◆ **Task description**
Can you write the rows out again, from the start of the rows up to and including the line with "<point>213,90</point>", with every answer coordinate shifted up by 64 and the requests and their sample points left as they are?

◆ **Data to process**

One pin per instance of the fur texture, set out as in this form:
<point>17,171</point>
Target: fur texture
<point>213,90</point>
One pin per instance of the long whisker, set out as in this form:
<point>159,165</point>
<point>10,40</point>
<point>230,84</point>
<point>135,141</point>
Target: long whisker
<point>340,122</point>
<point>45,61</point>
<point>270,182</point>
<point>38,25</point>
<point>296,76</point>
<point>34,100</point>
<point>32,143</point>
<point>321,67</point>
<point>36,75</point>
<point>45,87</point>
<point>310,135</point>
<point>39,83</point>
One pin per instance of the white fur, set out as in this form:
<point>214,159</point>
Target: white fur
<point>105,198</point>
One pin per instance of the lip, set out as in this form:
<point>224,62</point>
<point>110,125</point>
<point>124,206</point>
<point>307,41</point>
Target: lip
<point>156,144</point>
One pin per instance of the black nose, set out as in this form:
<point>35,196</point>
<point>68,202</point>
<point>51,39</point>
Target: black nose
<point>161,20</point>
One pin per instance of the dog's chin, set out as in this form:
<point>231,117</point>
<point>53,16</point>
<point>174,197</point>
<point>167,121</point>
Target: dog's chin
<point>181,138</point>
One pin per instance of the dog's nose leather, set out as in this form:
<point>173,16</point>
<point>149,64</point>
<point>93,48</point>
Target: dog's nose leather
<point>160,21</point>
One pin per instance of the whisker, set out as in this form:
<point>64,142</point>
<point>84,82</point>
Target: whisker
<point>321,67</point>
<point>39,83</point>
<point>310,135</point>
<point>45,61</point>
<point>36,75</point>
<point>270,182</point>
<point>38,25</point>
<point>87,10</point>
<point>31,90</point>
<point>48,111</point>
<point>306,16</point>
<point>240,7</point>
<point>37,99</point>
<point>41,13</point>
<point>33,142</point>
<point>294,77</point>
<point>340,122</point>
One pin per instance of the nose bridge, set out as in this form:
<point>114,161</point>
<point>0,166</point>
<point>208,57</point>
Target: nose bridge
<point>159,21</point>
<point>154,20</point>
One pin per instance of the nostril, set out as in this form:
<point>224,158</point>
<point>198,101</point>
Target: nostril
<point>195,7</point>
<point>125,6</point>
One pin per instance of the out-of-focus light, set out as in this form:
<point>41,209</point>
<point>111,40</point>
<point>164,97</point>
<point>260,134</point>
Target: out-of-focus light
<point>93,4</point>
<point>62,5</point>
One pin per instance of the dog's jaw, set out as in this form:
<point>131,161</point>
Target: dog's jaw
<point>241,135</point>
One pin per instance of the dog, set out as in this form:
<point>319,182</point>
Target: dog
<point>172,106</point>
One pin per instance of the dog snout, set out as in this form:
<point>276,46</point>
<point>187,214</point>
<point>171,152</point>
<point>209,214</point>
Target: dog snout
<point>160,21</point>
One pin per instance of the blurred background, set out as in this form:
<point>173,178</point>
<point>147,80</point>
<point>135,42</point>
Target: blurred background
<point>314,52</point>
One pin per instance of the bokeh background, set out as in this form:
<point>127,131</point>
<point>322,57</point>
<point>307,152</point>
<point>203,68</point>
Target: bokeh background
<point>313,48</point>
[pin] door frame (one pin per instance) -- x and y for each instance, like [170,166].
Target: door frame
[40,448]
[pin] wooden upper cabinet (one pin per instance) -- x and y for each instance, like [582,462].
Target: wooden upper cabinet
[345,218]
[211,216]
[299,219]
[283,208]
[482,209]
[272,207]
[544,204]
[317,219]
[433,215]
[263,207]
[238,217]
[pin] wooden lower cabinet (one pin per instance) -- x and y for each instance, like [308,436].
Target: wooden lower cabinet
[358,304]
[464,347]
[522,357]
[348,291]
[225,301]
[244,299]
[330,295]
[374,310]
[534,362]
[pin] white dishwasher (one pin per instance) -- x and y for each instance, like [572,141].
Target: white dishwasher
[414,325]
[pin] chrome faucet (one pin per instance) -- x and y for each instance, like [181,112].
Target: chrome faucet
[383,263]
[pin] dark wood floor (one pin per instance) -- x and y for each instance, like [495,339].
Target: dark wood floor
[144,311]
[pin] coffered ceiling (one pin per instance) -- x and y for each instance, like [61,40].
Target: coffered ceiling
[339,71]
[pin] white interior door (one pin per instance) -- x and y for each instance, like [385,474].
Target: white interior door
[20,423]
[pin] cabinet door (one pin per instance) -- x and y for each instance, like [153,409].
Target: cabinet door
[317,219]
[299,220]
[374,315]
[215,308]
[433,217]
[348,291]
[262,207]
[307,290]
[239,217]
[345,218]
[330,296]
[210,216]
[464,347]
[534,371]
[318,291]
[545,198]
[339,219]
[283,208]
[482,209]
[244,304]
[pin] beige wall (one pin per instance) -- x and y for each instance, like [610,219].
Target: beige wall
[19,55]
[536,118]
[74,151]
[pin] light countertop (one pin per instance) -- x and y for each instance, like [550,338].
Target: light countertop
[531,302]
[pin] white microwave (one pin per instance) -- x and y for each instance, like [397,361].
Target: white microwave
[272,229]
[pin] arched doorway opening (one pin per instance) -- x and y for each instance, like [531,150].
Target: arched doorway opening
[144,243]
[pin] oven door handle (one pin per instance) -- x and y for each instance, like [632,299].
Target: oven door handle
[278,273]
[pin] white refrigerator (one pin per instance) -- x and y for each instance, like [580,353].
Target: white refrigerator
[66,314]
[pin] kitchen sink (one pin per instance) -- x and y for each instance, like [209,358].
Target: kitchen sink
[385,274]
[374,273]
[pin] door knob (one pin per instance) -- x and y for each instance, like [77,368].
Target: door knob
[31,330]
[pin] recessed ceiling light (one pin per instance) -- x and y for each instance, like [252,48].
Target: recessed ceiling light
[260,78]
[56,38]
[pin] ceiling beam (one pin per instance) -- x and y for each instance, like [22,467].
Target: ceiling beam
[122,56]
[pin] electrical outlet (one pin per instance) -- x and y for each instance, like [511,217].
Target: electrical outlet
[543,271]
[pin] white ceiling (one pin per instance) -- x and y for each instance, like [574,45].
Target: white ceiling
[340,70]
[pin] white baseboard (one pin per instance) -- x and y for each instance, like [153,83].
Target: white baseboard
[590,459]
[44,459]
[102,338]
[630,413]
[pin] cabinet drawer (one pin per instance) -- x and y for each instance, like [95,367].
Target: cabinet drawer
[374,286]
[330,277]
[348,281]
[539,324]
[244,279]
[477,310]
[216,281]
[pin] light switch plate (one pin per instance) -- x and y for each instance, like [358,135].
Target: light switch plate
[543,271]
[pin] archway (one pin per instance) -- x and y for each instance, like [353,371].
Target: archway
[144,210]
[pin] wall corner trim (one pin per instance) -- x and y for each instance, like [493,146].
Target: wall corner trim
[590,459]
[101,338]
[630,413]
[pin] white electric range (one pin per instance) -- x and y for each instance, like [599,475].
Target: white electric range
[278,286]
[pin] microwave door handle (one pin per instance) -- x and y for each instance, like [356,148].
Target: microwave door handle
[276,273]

◆ **Solution to this problem**
One pin per instance of the fur texture, set out as in this form:
<point>17,171</point>
Target: fur texture
<point>277,154</point>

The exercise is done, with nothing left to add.